[start Exercise data]
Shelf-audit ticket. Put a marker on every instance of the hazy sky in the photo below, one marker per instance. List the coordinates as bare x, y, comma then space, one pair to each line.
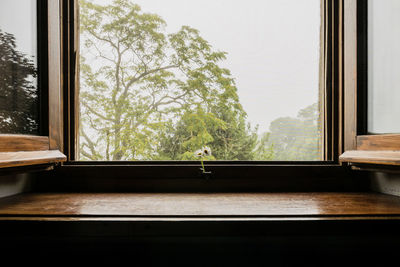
272, 45
19, 18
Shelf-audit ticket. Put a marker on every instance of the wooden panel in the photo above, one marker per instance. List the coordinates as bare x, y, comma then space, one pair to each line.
13, 143
378, 142
371, 157
55, 86
213, 204
350, 74
15, 159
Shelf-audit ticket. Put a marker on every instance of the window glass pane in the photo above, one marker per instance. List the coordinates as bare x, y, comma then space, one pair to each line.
160, 79
19, 104
383, 66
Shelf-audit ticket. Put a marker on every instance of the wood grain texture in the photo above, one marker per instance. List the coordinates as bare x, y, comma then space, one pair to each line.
25, 158
14, 143
350, 74
371, 157
196, 204
55, 85
379, 142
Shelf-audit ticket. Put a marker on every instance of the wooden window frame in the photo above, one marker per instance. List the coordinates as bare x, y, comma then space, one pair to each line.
18, 150
362, 150
330, 77
186, 176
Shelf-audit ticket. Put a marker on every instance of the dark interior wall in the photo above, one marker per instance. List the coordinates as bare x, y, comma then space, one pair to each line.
12, 184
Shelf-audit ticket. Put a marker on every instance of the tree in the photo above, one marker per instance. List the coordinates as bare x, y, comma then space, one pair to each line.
149, 95
297, 139
18, 92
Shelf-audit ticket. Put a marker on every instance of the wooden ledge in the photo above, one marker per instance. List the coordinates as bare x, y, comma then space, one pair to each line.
26, 158
84, 206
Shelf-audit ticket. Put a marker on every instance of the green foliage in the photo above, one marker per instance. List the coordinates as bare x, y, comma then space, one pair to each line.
149, 95
297, 139
18, 93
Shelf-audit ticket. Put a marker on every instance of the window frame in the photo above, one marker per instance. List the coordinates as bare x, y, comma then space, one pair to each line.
362, 150
244, 173
19, 150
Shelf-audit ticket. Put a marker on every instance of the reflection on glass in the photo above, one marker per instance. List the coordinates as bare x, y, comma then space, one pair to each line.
383, 66
160, 79
19, 104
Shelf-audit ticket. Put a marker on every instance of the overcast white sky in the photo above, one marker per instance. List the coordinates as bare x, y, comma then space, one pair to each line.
272, 45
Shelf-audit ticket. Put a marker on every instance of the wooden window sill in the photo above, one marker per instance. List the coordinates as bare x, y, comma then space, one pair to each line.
196, 206
371, 157
26, 158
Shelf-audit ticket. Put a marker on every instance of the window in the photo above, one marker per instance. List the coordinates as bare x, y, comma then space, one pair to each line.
159, 80
27, 130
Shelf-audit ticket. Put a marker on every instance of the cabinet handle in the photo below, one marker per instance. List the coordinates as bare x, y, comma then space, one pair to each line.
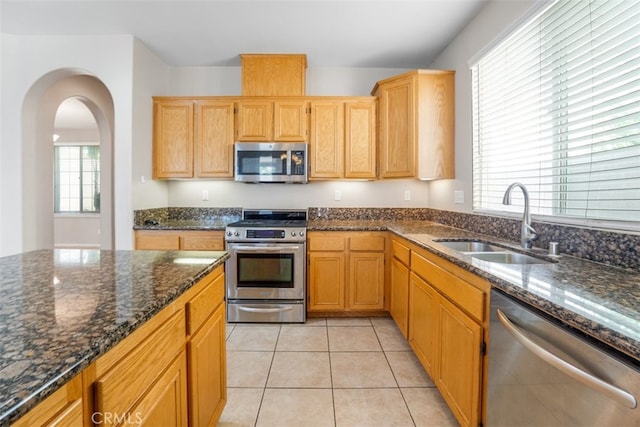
615, 393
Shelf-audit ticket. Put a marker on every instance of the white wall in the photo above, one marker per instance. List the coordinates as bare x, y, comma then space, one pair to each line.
150, 77
494, 18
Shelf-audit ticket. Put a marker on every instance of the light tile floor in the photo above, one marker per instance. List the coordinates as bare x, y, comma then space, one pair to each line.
344, 372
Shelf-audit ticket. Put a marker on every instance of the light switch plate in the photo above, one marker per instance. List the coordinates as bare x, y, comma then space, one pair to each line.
458, 196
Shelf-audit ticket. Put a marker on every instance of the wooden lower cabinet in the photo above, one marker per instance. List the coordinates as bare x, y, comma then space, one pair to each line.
206, 354
166, 401
423, 323
173, 240
459, 362
63, 408
399, 283
447, 326
170, 371
346, 271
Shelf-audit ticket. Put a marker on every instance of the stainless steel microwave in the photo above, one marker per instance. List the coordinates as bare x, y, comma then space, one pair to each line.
271, 162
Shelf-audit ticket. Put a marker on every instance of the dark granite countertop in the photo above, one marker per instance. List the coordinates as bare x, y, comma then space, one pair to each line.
62, 309
601, 301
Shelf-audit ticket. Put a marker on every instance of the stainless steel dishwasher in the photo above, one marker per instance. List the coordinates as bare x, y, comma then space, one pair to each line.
541, 374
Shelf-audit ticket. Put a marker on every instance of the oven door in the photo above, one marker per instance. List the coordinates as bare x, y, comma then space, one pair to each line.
265, 271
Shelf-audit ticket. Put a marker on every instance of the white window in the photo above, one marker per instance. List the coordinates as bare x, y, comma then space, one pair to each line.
556, 106
77, 179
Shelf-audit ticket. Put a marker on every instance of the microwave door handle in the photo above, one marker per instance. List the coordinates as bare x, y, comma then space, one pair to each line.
266, 248
615, 393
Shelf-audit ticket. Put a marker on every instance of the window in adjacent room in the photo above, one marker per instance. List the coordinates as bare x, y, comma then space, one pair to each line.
556, 106
77, 178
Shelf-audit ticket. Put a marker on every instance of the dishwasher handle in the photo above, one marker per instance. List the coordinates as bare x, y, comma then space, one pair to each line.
615, 393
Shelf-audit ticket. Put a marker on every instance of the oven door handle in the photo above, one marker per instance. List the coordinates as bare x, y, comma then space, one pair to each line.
264, 310
267, 248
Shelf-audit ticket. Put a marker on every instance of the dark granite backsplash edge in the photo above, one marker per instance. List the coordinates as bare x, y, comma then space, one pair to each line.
620, 249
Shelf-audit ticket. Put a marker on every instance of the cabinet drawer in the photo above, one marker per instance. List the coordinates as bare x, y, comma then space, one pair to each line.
63, 407
366, 243
118, 389
326, 243
401, 252
465, 295
202, 243
204, 303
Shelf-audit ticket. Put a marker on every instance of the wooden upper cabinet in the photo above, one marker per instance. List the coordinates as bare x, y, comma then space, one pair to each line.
360, 139
342, 138
173, 138
193, 138
273, 74
416, 125
268, 119
214, 132
326, 140
255, 120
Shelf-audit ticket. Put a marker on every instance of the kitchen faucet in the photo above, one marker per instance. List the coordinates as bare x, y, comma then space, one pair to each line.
527, 233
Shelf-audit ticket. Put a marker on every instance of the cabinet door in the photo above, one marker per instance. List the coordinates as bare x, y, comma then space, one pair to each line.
207, 371
290, 121
165, 403
255, 120
399, 304
460, 363
326, 140
202, 241
326, 281
360, 140
397, 129
366, 280
214, 134
173, 139
423, 322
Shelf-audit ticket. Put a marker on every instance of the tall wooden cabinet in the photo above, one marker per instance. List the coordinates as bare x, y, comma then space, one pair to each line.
346, 271
193, 138
342, 138
416, 125
272, 119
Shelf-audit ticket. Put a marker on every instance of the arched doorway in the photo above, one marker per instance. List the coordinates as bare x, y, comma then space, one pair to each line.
38, 120
76, 170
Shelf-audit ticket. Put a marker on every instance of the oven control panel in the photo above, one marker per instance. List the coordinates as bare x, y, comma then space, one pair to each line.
245, 234
266, 233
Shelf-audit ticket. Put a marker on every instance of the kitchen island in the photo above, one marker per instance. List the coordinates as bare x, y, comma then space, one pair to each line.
63, 310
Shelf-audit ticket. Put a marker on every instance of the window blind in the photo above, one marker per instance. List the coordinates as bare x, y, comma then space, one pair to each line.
556, 106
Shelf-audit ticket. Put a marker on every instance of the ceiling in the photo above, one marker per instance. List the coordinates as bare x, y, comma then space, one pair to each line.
348, 33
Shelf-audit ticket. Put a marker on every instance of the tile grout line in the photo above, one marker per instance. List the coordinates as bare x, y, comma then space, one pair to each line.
394, 377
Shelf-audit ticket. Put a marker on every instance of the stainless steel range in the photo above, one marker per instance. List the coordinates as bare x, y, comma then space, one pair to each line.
267, 266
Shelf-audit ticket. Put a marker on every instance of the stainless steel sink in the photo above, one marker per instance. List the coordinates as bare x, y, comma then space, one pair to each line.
491, 253
469, 246
508, 258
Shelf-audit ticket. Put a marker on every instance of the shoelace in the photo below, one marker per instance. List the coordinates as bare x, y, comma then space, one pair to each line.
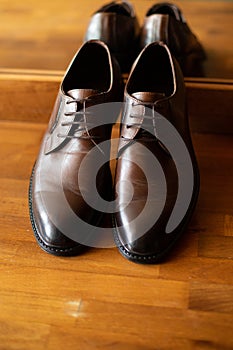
[end Exercise data]
What this task involves: Lay out every line of the records above as a Markdown table with two columns, Row and Line, numbering the rows and skipping blank lines. Leave the pictures out of the answer.

Exercise output:
| Row | Line |
|---|---|
| 1 | Shelf-audit ticket. Put a marker on every instance of the hazy sky in the photo below, one marker per instance. List the coordinates as bare x, y, comma then space, one pair to each line. |
| 2 | 272, 45 |
| 3 | 19, 18 |
| 4 | Shelf-audit ticket. Put a marker on every instance of the wooden panel in the photo above, one marker per instance. List the coordinates as bare x, y, comma then space, one pair to each line. |
| 5 | 13, 143 |
| 6 | 378, 142 |
| 7 | 371, 157 |
| 8 | 55, 86 |
| 9 | 213, 204 |
| 10 | 350, 74 |
| 11 | 15, 159 |
| 12 | Shelf-audit ticket. Put a marker on every instance of the window glass pane in the photo above, one marker per instance. List the coordinates as bare x, y, comma then space, one pair to each line. |
| 13 | 160, 79 |
| 14 | 19, 104 |
| 15 | 383, 66 |
| 16 | Shelf-audit ticket. Put a marker on every instance of the wood grain texture in the photo above, one marker per instance. List the coordinates as bare x, y, comma then space, one pair to each line. |
| 17 | 25, 158 |
| 18 | 14, 143 |
| 19 | 350, 74 |
| 20 | 371, 157 |
| 21 | 196, 204 |
| 22 | 55, 85 |
| 23 | 379, 142 |
| 24 | Shelf-audit ticket. Put a marker on every instance of the wooden window frame in the photo above, one marker per instance. List the coordinates as bare x, y, comma then space, one pair to each line. |
| 25 | 18, 150 |
| 26 | 362, 150 |
| 27 | 330, 77 |
| 28 | 186, 176 |
| 29 | Shelf-audit ticket. Put a marker on every instance of the dark interior wall in the photo above, one marker per instance. List the coordinates as bare x, y, comma then space, one pair to each line. |
| 30 | 12, 184 |
| 31 | Shelf-audit ticket. Put a marker on every instance of the tree in the photo above, one marker per instance. List the coordinates as bare x, y, comma then space, one pair to each line. |
| 32 | 149, 95 |
| 33 | 297, 139 |
| 34 | 18, 92 |
| 35 | Shelf-audit ticket. Put a marker on every instance of the wooden ledge in the photo above, one marker per instance. List the coordinates as bare x, y, comma then space, one pair to each line. |
| 36 | 26, 158 |
| 37 | 84, 206 |
| 38 | Shelf-audit ticket. Put a marker on every instance of the green foliage in the photo above, one marker per instance. List the coordinates as bare x, y, comma then space, one pair to each line. |
| 39 | 149, 95 |
| 40 | 297, 139 |
| 41 | 18, 93 |
| 42 | Shelf-audit ticket. Put a marker on every instance of the window frame in the photo above, one marker per instance. List the coordinates as bare x, y, comma then space, one pair to each line. |
| 43 | 362, 150 |
| 44 | 244, 173 |
| 45 | 19, 150 |
| 46 | Shelf-audit ticket. Put a marker on every instance of the reflection on glass in the photo above, one marker per instance. List the coordinates as bare x, y, comma then space, one pair to each line. |
| 47 | 383, 66 |
| 48 | 160, 79 |
| 49 | 19, 104 |
| 50 | Shelf-audit ticket. Put a marker on every instance of the overcast white sky in the photo above, one marker per instance. List the coordinates as bare x, y, comma then space, one pair to each line. |
| 51 | 272, 45 |
| 52 | Shelf-audit ticket. Put a marker on every instance of the wooden window sill in the photo above, one marker per instance. List the coordinates as bare x, y, comma then space, one pair to each line. |
| 53 | 196, 206 |
| 54 | 371, 157 |
| 55 | 26, 158 |
| 56 | Shelf-audit ticket. Put a marker on every instance of the window in the photo above, one marker per instance. List the coordinates as bare x, y, comma then space, one pair to each line. |
| 57 | 159, 80 |
| 58 | 27, 130 |
| 59 | Shelf-audit ticket. Put a marker on every instance of the cabinet handle in the photo below, one marker per instance. List the coordinates as bare x, y, comma then space, one pair to each line. |
| 60 | 615, 393 |
| 61 | Shelf-audit ticket. Put a marker on every instance of the white wall in the photo above, one marker per instance. List the coordinates as bare x, y, comma then space, one pair to each line. |
| 62 | 150, 77 |
| 63 | 494, 18 |
| 64 | Shelf-audit ticket. Put a marker on every instance of the light tile floor in the photo above, one marker per instance. List the coordinates as bare x, y, comma then space, one pair to each line. |
| 65 | 344, 372 |
| 66 | Shelf-audit ticket. Put a marker on every instance of the light switch plate in the photo above, one marker per instance. List the coordinates as bare x, y, comma then space, one pair to each line. |
| 67 | 458, 196 |
| 68 | Shelf-audit ticket. Put a marker on every instance of the wooden lower cabinet in the photo above, one marker per instance. List the coordinates as bare x, y, comma then space, one pair to each line. |
| 69 | 206, 354 |
| 70 | 166, 401 |
| 71 | 423, 323 |
| 72 | 173, 240 |
| 73 | 459, 362 |
| 74 | 63, 408 |
| 75 | 399, 283 |
| 76 | 447, 326 |
| 77 | 170, 371 |
| 78 | 346, 271 |
| 79 | Shelf-audit ticket. Put a marker on every instance of the stainless steel microwave in the photo above, one marker per instance. List the coordinates as bare x, y, comma then space, one pair to each line. |
| 80 | 271, 162 |
| 81 | Shelf-audit ticket. Put a marker on every instance of the dark granite countertop in the photo above, one marker per instance. List the coordinates as bare x, y, comma then space, one pair to each line. |
| 82 | 62, 309 |
| 83 | 601, 301 |
| 84 | Shelf-audit ticket. Put a marker on every instance of the stainless steel dishwasher in the photo above, one marker per instance. List the coordinates as bare x, y, comma then space, one pair to each line. |
| 85 | 541, 374 |
| 86 | Shelf-audit ticket. Put a marker on every instance of the oven door in the photo above, one marker per instance. List the coordinates as bare x, y, comma then space, one pair to each line. |
| 87 | 265, 271 |
| 88 | Shelf-audit ticket. Put a marker on every instance of the white window in the photo above, one marker per instance. List the coordinates as bare x, y, comma then space, one pair to each line. |
| 89 | 556, 106 |
| 90 | 77, 179 |
| 91 | Shelf-audit ticket. Put a marker on every instance of the microwave door handle in the photo above, one marker per instance. List the coordinates as bare x, y, comma then space, one pair to each line. |
| 92 | 266, 248 |
| 93 | 615, 393 |
| 94 | Shelf-audit ticket. Put a marker on every instance of the window in adjacent room in the photo above, one marker per instance. List the coordinates as bare x, y, comma then space, one pair to each line. |
| 95 | 556, 106 |
| 96 | 77, 178 |
| 97 | Shelf-audit ticket. Put a marker on every instance of the dishwasher handle in the photo above, one marker per instance. List the coordinates as bare x, y, comma then space, one pair to each line. |
| 98 | 615, 393 |
| 99 | Shelf-audit ticket. Put a marker on every instance of the oven door handle in the photo above, one marker per instance. List the coordinates as bare x, y, comma then space, one pair to each line. |
| 100 | 264, 310 |
| 101 | 267, 248 |
| 102 | Shelf-audit ticket. Put a marker on every instance of the dark granite backsplash edge in the photo above, one marker per instance. List the coordinates as bare x, y, comma then space, one pair to each line. |
| 103 | 620, 249 |
| 104 | Shelf-audit ticket. Put a marker on every instance of the cabinet drawer in the photo above, one marker per instance. List the coordinates as bare x, y, comma then space, one pair to each line. |
| 105 | 63, 407 |
| 106 | 366, 243 |
| 107 | 118, 389 |
| 108 | 326, 243 |
| 109 | 401, 252 |
| 110 | 465, 295 |
| 111 | 202, 243 |
| 112 | 204, 303 |
| 113 | Shelf-audit ticket. Put a marker on every instance of the wooden upper cabinet in the photo above, one marker per instance. List the coordinates as bare x, y, comma then space, one pair to each line. |
| 114 | 360, 139 |
| 115 | 342, 138 |
| 116 | 173, 138 |
| 117 | 193, 138 |
| 118 | 273, 74 |
| 119 | 416, 125 |
| 120 | 268, 119 |
| 121 | 214, 132 |
| 122 | 326, 140 |
| 123 | 255, 120 |
| 124 | Shelf-audit ticket. Put a marker on every instance of the kitchen faucet in the photo above, one marker per instance. List the coordinates as bare x, y, comma then space, one pair to each line. |
| 125 | 527, 233 |
| 126 | Shelf-audit ticket. Put a marker on every instance of the cabinet door in the photo above, one marker per instance. List the coordinates as bare x, y, comma then space, one pair to each line. |
| 127 | 207, 371 |
| 128 | 290, 121 |
| 129 | 165, 403 |
| 130 | 255, 120 |
| 131 | 399, 304 |
| 132 | 460, 363 |
| 133 | 326, 140 |
| 134 | 202, 241 |
| 135 | 326, 281 |
| 136 | 360, 140 |
| 137 | 397, 129 |
| 138 | 366, 280 |
| 139 | 214, 134 |
| 140 | 173, 139 |
| 141 | 423, 322 |
| 142 | Shelf-audit ticket. Put a marker on every instance of the tall wooden cabinet in the photo above, one marker per instance. List the coordinates as bare x, y, comma then space, one pair to each line. |
| 143 | 346, 271 |
| 144 | 193, 138 |
| 145 | 342, 138 |
| 146 | 416, 125 |
| 147 | 272, 119 |
| 148 | Shelf-audit ticket. Put a marker on every instance of the arched doorway in the photo above, one marker per instance. List the coordinates as bare x, y, comma then space, one pair to each line. |
| 149 | 38, 120 |
| 150 | 76, 170 |
| 151 | Shelf-audit ticket. Put a marker on every instance of the oven control panel in the photo above, one marker per instance. List the coordinates as bare x, y, comma then space, one pair to each line. |
| 152 | 245, 234 |
| 153 | 266, 233 |
| 154 | Shelf-audit ticket. Put a marker on every instance of the kitchen island in the photo above, one marker per instance. List the coordinates as bare x, y, comma then space, one pair to each line. |
| 155 | 63, 310 |
| 156 | Shelf-audit ticket. Put a marker on every instance of the window blind in the photo above, one marker per instance. List the coordinates as bare x, y, comma then space, one pair to each line. |
| 157 | 556, 106 |
| 158 | Shelf-audit ticket. Put a marker on every instance of the ceiling in the photo above, one marker per instance. List the coordinates as bare x, y, comma then space, one pair to each line. |
| 159 | 348, 33 |
| 160 | Shelf-audit ticket. Put a marker on every instance of the tile grout line in the photo above, one marker per instance. List the coordinates as bare x, y, comma then space, one pair to each line. |
| 161 | 394, 377 |
| 162 | Shelf-audit ticket. Put a marker on every instance of the stainless steel range in the photo above, one marker per instance. List the coordinates as bare x, y, comma then space, one pair to each line. |
| 163 | 267, 266 |
| 164 | Shelf-audit ticket. Put a marker on every instance of the stainless steel sink in the photo above, one marker per instance. List the coordinates as bare x, y, comma then space, one pair to each line. |
| 165 | 491, 253 |
| 166 | 469, 246 |
| 167 | 508, 258 |
| 168 | Shelf-audit ticket. Put a marker on every instance of the shoelace in the photo below, one marker per instance. List the coordinates as bare x, y, comma then space, one pair to each line. |